**Task to carry out:** All the data below goes into the copy word for word, but the pictures don't.

**Records for processing:**
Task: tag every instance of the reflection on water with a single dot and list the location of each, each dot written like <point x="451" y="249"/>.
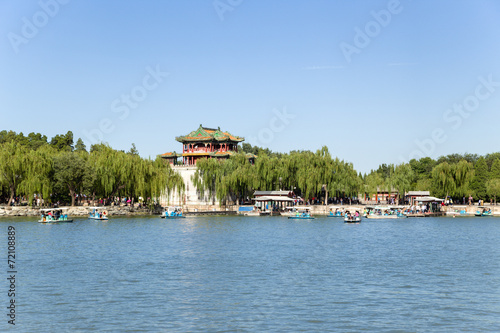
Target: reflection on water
<point x="258" y="274"/>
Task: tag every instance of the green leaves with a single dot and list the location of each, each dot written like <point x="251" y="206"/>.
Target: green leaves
<point x="303" y="172"/>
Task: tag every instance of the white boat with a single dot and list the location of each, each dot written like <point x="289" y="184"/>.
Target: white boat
<point x="172" y="212"/>
<point x="336" y="211"/>
<point x="98" y="213"/>
<point x="292" y="210"/>
<point x="302" y="214"/>
<point x="54" y="215"/>
<point x="352" y="219"/>
<point x="385" y="213"/>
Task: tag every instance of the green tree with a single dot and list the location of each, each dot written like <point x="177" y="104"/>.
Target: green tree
<point x="38" y="172"/>
<point x="478" y="183"/>
<point x="495" y="169"/>
<point x="80" y="146"/>
<point x="133" y="150"/>
<point x="493" y="188"/>
<point x="63" y="142"/>
<point x="403" y="178"/>
<point x="12" y="166"/>
<point x="443" y="176"/>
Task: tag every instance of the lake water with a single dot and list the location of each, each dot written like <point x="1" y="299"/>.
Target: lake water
<point x="255" y="274"/>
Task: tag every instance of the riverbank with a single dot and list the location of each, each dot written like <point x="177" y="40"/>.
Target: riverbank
<point x="6" y="211"/>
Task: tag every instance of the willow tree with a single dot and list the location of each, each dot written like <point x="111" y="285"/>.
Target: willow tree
<point x="69" y="172"/>
<point x="113" y="169"/>
<point x="443" y="176"/>
<point x="373" y="182"/>
<point x="493" y="188"/>
<point x="224" y="179"/>
<point x="38" y="171"/>
<point x="161" y="178"/>
<point x="463" y="173"/>
<point x="12" y="166"/>
<point x="403" y="178"/>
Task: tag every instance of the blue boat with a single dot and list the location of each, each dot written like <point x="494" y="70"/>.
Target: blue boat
<point x="483" y="211"/>
<point x="172" y="213"/>
<point x="336" y="213"/>
<point x="54" y="215"/>
<point x="304" y="214"/>
<point x="98" y="213"/>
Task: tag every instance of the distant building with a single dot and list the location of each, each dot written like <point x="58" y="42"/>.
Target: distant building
<point x="413" y="196"/>
<point x="204" y="143"/>
<point x="201" y="143"/>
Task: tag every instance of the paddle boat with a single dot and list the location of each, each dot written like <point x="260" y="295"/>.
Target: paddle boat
<point x="54" y="215"/>
<point x="458" y="213"/>
<point x="292" y="211"/>
<point x="336" y="212"/>
<point x="352" y="218"/>
<point x="302" y="214"/>
<point x="385" y="213"/>
<point x="98" y="213"/>
<point x="367" y="210"/>
<point x="172" y="213"/>
<point x="289" y="211"/>
<point x="483" y="211"/>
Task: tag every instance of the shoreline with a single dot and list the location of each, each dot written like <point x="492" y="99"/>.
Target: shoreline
<point x="319" y="210"/>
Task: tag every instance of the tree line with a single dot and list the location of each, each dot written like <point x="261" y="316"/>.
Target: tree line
<point x="314" y="175"/>
<point x="305" y="173"/>
<point x="58" y="170"/>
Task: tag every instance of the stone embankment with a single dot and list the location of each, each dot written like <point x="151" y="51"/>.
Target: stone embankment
<point x="6" y="211"/>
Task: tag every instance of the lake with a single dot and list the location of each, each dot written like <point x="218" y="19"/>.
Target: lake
<point x="255" y="274"/>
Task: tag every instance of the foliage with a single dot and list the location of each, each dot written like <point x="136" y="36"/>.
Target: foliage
<point x="493" y="188"/>
<point x="31" y="166"/>
<point x="478" y="183"/>
<point x="307" y="174"/>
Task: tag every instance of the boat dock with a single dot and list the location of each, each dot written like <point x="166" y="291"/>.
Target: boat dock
<point x="211" y="212"/>
<point x="433" y="214"/>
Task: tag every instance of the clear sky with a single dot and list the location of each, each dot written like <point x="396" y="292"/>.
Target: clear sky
<point x="375" y="81"/>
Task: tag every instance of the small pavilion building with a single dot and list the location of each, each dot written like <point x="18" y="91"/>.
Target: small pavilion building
<point x="205" y="143"/>
<point x="201" y="143"/>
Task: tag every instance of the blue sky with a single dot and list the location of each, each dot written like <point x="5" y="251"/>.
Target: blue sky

**Result of the exercise:**
Task: tag every instance of the reflection on water with a single dot and list the location of each, each dot written like <point x="451" y="249"/>.
Target: reflection on water
<point x="258" y="274"/>
Task: tag every instance of the green leaves with a single dot and list the location of each, each dot written like <point x="251" y="206"/>.
Target: green leaves
<point x="303" y="172"/>
Task: tag every instance of the white boat with a single dot and list the location of each, each dot written like <point x="289" y="184"/>.
Target: white boat
<point x="172" y="212"/>
<point x="336" y="211"/>
<point x="98" y="213"/>
<point x="292" y="210"/>
<point x="302" y="214"/>
<point x="54" y="215"/>
<point x="352" y="219"/>
<point x="385" y="213"/>
Task: tag every instance of the green tree with a single dot and list the location of each, each dot written like <point x="177" y="104"/>.
Target: green tree
<point x="38" y="172"/>
<point x="478" y="183"/>
<point x="495" y="169"/>
<point x="80" y="146"/>
<point x="133" y="150"/>
<point x="493" y="188"/>
<point x="63" y="142"/>
<point x="403" y="178"/>
<point x="12" y="166"/>
<point x="443" y="176"/>
Task: tag every instance of the lake water with a single dot and list the location of each, each dot written like <point x="1" y="299"/>.
Target: lake water
<point x="255" y="274"/>
Task: tag every instance of the riverbank with a single dot and list the location of each, each dot written like <point x="177" y="40"/>.
Target: riverbank
<point x="6" y="211"/>
Task: tag every instance of the willow tree with a single dot and list the location of each, each dot written like <point x="111" y="285"/>.
Target: willow tree
<point x="69" y="172"/>
<point x="113" y="169"/>
<point x="443" y="176"/>
<point x="373" y="182"/>
<point x="493" y="188"/>
<point x="224" y="179"/>
<point x="38" y="171"/>
<point x="161" y="178"/>
<point x="463" y="173"/>
<point x="12" y="166"/>
<point x="403" y="178"/>
Task: tag every instance of the blue boat with a single dot and list the location of each, each dot written like <point x="494" y="70"/>.
Target: blue boat
<point x="483" y="211"/>
<point x="172" y="213"/>
<point x="336" y="213"/>
<point x="54" y="215"/>
<point x="304" y="214"/>
<point x="98" y="213"/>
Task: tag every instance of the distant building with a single dot and list the location of each, each dot written like <point x="58" y="42"/>.
Target: distant building
<point x="413" y="196"/>
<point x="204" y="143"/>
<point x="201" y="143"/>
Task: tag every instance of the paddle boat with a single dot and list the location of each, each dot written like <point x="260" y="295"/>.
Target: paddle boat
<point x="54" y="215"/>
<point x="458" y="213"/>
<point x="292" y="211"/>
<point x="336" y="212"/>
<point x="352" y="218"/>
<point x="302" y="214"/>
<point x="385" y="213"/>
<point x="98" y="213"/>
<point x="367" y="210"/>
<point x="172" y="213"/>
<point x="289" y="211"/>
<point x="483" y="211"/>
Task: tag every instance of the shoreline with a single dot and list the location of each, each dot written like <point x="492" y="99"/>.
Target: shoreline
<point x="319" y="210"/>
Task: tag every instance of the tree line with a single dot and list the location of each, each dot written like <point x="261" y="316"/>.
Target: tree line
<point x="314" y="175"/>
<point x="305" y="173"/>
<point x="58" y="170"/>
Task: tag every instance of the stone embankment with a single dot and list the location of each, each dot written like <point x="151" y="51"/>.
Target: stone embankment
<point x="6" y="211"/>
Task: tag every instance of the lake with a single dot and list the location of each, each dot written like <point x="218" y="19"/>.
Target: lake
<point x="255" y="274"/>
Task: tag every instance of the foliage with a single dot and list the location of each, each dot written like <point x="136" y="36"/>.
Target: foliage
<point x="493" y="188"/>
<point x="31" y="166"/>
<point x="478" y="183"/>
<point x="307" y="174"/>
Task: tag every instance of the boat dock with a single dot and list the location of each, each dot written like <point x="166" y="291"/>.
Target: boat dock
<point x="211" y="212"/>
<point x="433" y="214"/>
Task: tag every instance of the clear sky with a single dot and list the location of each, each dot written like <point x="396" y="292"/>.
Target: clear sky
<point x="375" y="81"/>
Task: tag every instance of the small pavilion building with a single dot and list the location of each, each dot written like <point x="18" y="91"/>.
Target: small pavilion building
<point x="205" y="143"/>
<point x="201" y="143"/>
Task: tag every instance of the blue sky with a single dot and list the location of each, each dot written like <point x="5" y="251"/>.
Target: blue sky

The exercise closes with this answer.